▸ Excerpt to read:
Doctor reports early treatment / research papers advancing Covid treatment protocols suppressed.

Sasha Latypova interviews Dr. Sabin Hazan
Sasha Latypova interviews Dr. Sabin Hazan on protecting against Covid infections with a healthy gut biome

In this very interesting interview, we are introduced to one of the foundations for natural health, gut health, or the healthy condition of a well working digestive system. Dr. Sabine Hazan lays out a fascinating story. As a front line doctor that actually treated her patients for Covid infections, she ran 3 different protocols involving hydroxy chloroquine, and Ivermectin, and witnessed what she calls a ‘crime’ , the suppression of the science that advanced treatment protocols for Covid infections.

Green Liberty supports freedom for doctors to practice medicine. Dr. Hazan was one of the few doctors to actually treat Covid infections. In her practice she homes in on fecal matter to show the importance of healthy gut biome to ward off covid infection.

▸ What this exercise asks:
a: Write out the portion of the write-up on the Hazan interview from "In this very" up to and including "off covid infection.".
b: For each statement, say whether it agrees with the write-up on the Hazan interview, answering yes or no and quoting the words of the write-up that decide it: (i) Dr. Hazan ran three different protocols in treating Covid infections; (ii) the interview with Dr. Hazan was conducted by Green Liberty; (iii) in her practice Dr. Hazan focuses on fecal matter.
c: Proceed with the write-up on the Hazan interview, continuing from its final sentence.
The entries that follow are separate material and have no connection to the write-up on the Hazan interview.

▸ Provided information:

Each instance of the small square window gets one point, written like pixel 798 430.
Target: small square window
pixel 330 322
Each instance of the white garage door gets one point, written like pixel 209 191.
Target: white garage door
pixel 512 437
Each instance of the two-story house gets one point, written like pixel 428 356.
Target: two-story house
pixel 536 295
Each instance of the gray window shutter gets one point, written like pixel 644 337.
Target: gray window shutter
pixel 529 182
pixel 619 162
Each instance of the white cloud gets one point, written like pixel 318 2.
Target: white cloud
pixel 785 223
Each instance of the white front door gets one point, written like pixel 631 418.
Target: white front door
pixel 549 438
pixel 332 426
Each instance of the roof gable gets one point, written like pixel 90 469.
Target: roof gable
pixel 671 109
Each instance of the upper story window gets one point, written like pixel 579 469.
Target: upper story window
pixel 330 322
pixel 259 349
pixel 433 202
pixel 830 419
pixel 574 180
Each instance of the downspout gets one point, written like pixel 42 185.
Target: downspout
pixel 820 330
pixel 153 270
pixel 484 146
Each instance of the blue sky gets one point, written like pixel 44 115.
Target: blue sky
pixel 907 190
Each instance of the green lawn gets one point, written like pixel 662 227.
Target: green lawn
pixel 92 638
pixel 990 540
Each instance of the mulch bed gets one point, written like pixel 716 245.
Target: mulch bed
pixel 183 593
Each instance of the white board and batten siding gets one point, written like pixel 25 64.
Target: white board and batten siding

▸ Activity answers:
a:
In this very interesting interview, we are introduced to one of the foundations for natural health, gut health, or the healthy condition of a well working digestive system. Dr. Sabine Hazan lays out a fascinating story. As a front line doctor that actually treated her patients for Covid infections, she ran 3 different protocols involving hydroxy chloroquine, and Ivermectin, and witnessed what she calls a ‘crime’ , the suppression of the science that advanced treatment protocols for Covid infections.

Green Liberty supports freedom for doctors to practice medicine. Dr. Hazan was one of the few doctors to actually treat Covid infections. In her practice she homes in on fecal matter to show the importance of healthy gut biome to ward off covid infection.

b:
(i) Yes: "she ran 3 different protocols involving hydroxy chloroquine, and Ivermectin"
(ii) No: "Sasha Latypova interviews Dr. Sabin Hazan"
(iii) Yes: "In her practice she homes in on fecal matter"

c:
Green Liberty supports integrative / holistic medicine for all and would add knowledge of micro-biome as an element to test for in natural health defense. Medicare for All should mean access to integrative health practices. Each patient is holistically treated and as a baseline measure evaluated for metabolic health as well as evaluated for a health gut biome, and environmental factors as well.

Sasha Latypova, as always, brings an incredible intelligence to a demand for truth and accountability for the Federal Covid Response and its deployment of Covid vaccine counter measures.

Follow the link to Sasha Latypova’s reflection on her interview with Dr. Hazan, find her essay and the link to the interview.

Time did not allow Sasha to discus the records of the genetic sequences of the SARS Cov2 the doctor collected from her patients in the early days of the SARS Cov2. Her scientific study of fecal matter provides a window into the various genomic mutations, or variants of SARS Cov2 her patients were encountering. She collected whole specimen of virus in her patients and has a built a database, or a catalogue of virus specimens which could make for an interesting report on the mutational rate of the virus, and the variant types showing up at the time.

Below is the link to her substack from which the snippet of her essay below comes, and in the link you will find the interview. Click and watch.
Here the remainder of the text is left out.